ЧТО НУЖНО СДЕЛАТЬ
- 1) Перепишите записи от строки, содержащей «In the photo above, where can the green», до строки, содержащей «pixel 155 112», включительно в виде CSV с двумя столбцами «формулировка» и «ответ». Каждой формулировке с её ответом отведите одну строку, каждое значение заключите в кавычки, а переносы строк внутри значений замените пробелами.
- 2) Продолжите фрагмент о перекличках Ильфа и Петрова с Пильняком после его последнего предложения.

ФРАГМЕНТ ТЕКСТА
■ ■ ■ ■ ■ ■ ■

Искусство красного дерева было безымянным искусством, искусством вещей. Мастера спивались и умирали, а вещи оставались жить, и жили, — около них любили, умирали, в них хранили тайны печалей, любовей, дел, радостей. Елизавета, Екатерина — рококо, барокко. Павел — мальтиец, Павел строг, строгий покой, красное дерево темно заполировано, зеленая кожа, черные львы, грифы, грифоны. Александр — ампир, классика, Эллада. Люди умирают, но вещи живут, — и от вещей старины идут «флюиды» старинности, отошедших эпох. В 1928-ом году — в Москве, в Ленинграде, по губернским городам — возникли лавки старинностей, где старинность покупалась и продавались, — ломбардами, госторгом, госфондом, музеями: в 1928-ом году было много людей, которые собирали — «флюиды». Люди, покупавшие вещи старины после громов революции, у себя в домах, облюбовывая старину, вдыхали — живую жизнь мертвых вещей. И в почете был Павел — мальтиец — прямой и строгий, без бронзы и завитушек.
[Пильняк 1929: 11–12; 70–71]
В связи с Кордубайло возникает вопрос (который пока остается открытым), позаимствован ли этот образ у предшественников, и если да, то у кого из них: из явно занимавшей Солженицына саги о Бендере[655] или из «антисоветского» Пильняка, оцененного им, однако, лишь задним числом?[656] Заимствование же Ильфом и Петровым у Пильняка Щеглов полагает вероятным и обращает внимание на одну интересную с точки зрения эзоповского письма перекличку. Третий пассаж о Фунте (в главе XXIII, см. выше) он, со ссылкой на предшественника, комментирует следующим образом:
«Я. С. Лурье замечает по поводу этого места:
„Текст оказывается несколько двусмысленным: присяжные поверенные названы во множественном числе, а ведь кроме Керенского Россией правил еще только один носитель этого звания — Владимир Ульянов“ [Курдюмов 1983: 107].
Точности ради следует указать, что В. И. Ленин был помощником присяжного поверенного [БСЭ, 3-е изд., т. 14: 294]. Это не единственное место у соавторов, где комментаторами усматриваются намеки на Ленина [ср. ЗТ 15//9, ЗТ 30// 6]».

■ ■ ■ ■ ■ ■ ■

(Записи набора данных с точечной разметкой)
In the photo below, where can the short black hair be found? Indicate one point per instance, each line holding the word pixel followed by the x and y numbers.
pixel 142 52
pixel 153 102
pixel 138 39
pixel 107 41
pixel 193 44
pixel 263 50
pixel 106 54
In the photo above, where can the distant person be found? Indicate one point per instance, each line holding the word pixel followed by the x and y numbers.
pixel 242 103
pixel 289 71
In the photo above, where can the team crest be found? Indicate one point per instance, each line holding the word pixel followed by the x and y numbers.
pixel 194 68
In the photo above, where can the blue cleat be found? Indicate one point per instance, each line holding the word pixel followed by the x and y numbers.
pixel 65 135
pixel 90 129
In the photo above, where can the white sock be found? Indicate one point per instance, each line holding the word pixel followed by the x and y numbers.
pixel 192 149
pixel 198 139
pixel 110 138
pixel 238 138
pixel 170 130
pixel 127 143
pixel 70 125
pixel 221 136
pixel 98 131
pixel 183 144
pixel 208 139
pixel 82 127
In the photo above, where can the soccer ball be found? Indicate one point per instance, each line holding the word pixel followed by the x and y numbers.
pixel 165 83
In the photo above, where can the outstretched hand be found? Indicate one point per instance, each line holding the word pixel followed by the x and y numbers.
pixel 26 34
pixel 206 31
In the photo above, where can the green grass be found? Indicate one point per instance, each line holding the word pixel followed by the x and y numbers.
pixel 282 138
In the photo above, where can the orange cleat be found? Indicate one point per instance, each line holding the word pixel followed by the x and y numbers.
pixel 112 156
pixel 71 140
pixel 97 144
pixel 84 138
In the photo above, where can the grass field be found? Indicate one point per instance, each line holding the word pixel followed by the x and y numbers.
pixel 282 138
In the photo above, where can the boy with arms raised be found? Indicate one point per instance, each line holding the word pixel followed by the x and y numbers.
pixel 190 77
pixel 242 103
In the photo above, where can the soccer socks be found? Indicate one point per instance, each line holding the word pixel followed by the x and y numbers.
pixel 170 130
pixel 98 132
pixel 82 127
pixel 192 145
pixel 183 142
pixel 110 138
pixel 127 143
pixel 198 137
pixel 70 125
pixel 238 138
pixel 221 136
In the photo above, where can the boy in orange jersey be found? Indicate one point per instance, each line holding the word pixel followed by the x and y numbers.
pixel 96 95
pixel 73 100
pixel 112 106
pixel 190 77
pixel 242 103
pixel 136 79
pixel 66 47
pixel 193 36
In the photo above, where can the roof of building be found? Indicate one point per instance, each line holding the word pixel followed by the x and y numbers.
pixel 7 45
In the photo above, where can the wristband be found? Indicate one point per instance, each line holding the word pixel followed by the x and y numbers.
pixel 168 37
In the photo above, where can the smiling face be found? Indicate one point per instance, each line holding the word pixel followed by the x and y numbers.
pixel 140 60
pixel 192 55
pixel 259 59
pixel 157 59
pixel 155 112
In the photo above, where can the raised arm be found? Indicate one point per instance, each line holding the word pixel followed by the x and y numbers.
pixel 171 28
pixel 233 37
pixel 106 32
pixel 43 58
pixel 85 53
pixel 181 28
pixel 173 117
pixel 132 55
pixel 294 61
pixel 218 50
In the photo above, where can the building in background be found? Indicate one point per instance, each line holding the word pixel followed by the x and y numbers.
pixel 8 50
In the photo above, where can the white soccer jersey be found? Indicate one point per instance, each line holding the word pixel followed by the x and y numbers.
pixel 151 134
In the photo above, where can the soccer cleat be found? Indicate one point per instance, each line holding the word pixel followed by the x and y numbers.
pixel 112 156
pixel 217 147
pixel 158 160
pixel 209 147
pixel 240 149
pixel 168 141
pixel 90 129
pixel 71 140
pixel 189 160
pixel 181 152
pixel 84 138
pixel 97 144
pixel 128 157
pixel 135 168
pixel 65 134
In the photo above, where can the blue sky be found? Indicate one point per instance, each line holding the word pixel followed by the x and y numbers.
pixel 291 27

■ ■ ■ ■ ■ ■ ■

ОЖИДАЕМЫЕ ОТВЕТЫ
- 1)
формулировка,ответ
"In the photo above, where can the green grass be found? Indicate one point per instance, each line holding the word pixel followed by the x and y numbers.","pixel 282 138"
"In the photo above, where can the orange cleat be found? Indicate one point per instance, each line holding the word pixel followed by the x and y numbers.","pixel 112 156 pixel 71 140 pixel 97 144 pixel 84 138"
"In the photo above, where can the grass field be found? Indicate one point per instance, each line holding the word pixel followed by the x and y numbers.","pixel 282 138"
"In the photo above, where can the boy with arms raised be found? Indicate one point per instance, each line holding the word pixel followed by the x and y numbers.","pixel 190 77 pixel 242 103"
"In the photo above, where can the soccer socks be found? Indicate one point per instance, each line holding the word pixel followed by the x and y numbers.","pixel 170 130 pixel 98 132 pixel 82 127 pixel 192 145 pixel 183 142 pixel 110 138 pixel 127 143 pixel 198 137 pixel 70 125 pixel 238 138 pixel 221 136"
"In the photo above, where can the boy in orange jersey be found? Indicate one point per instance, each line holding the word pixel followed by the x and y numbers.","pixel 96 95 pixel 73 100 pixel 112 106 pixel 190 77 pixel 242 103 pixel 136 79 pixel 66 47 pixel 193 36"
"In the photo above, where can the roof of building be found? Indicate one point per instance, each line holding the word pixel followed by the x and y numbers.","pixel 7 45"
"In the photo above, where can the wristband be found? Indicate one point per instance, each line holding the word pixel followed by the x and y numbers.","pixel 168 37"
"In the photo above, where can the smiling face be found? Indicate one point per instance, each line holding the word pixel followed by the x and y numbers.","pixel 140 60 pixel 192 55 pixel 259 59 pixel 157 59 pixel 155 112"

- 2)
[Щеглов 2009: 575]
И далее, в примечании к этому комментарию, Щеглов пишет:
Стоит заметить, что в «Красном дереве» Б. Пильняка, откуда, вероятно, позаимствованы эти слова, имя Ленина упомянуто открыто (но Керенский отсутствует).
[Там же: 576]
Независимо от характера интертекстуальных связей между текстами Солженицына, Ильфа и Петрова и Пильняка очевидно типологическое родство образа старого свидетеля прошлого и его нацеленность на тему исторической памяти как противостоящей тоталитарному контролю. Но тогда естественно предположить аналогичную разработку этого кластера в классическом антитоталитарном романе XX в. — «1984» (1949) Джорджа Оруэлла, где направленное искажение исторической памяти является прямой служебной обязанностью протагониста — Уинстона Смита, сотрудника Министерства Правды. Обращение к оруэлловскому тексту приносит интереснейший результат.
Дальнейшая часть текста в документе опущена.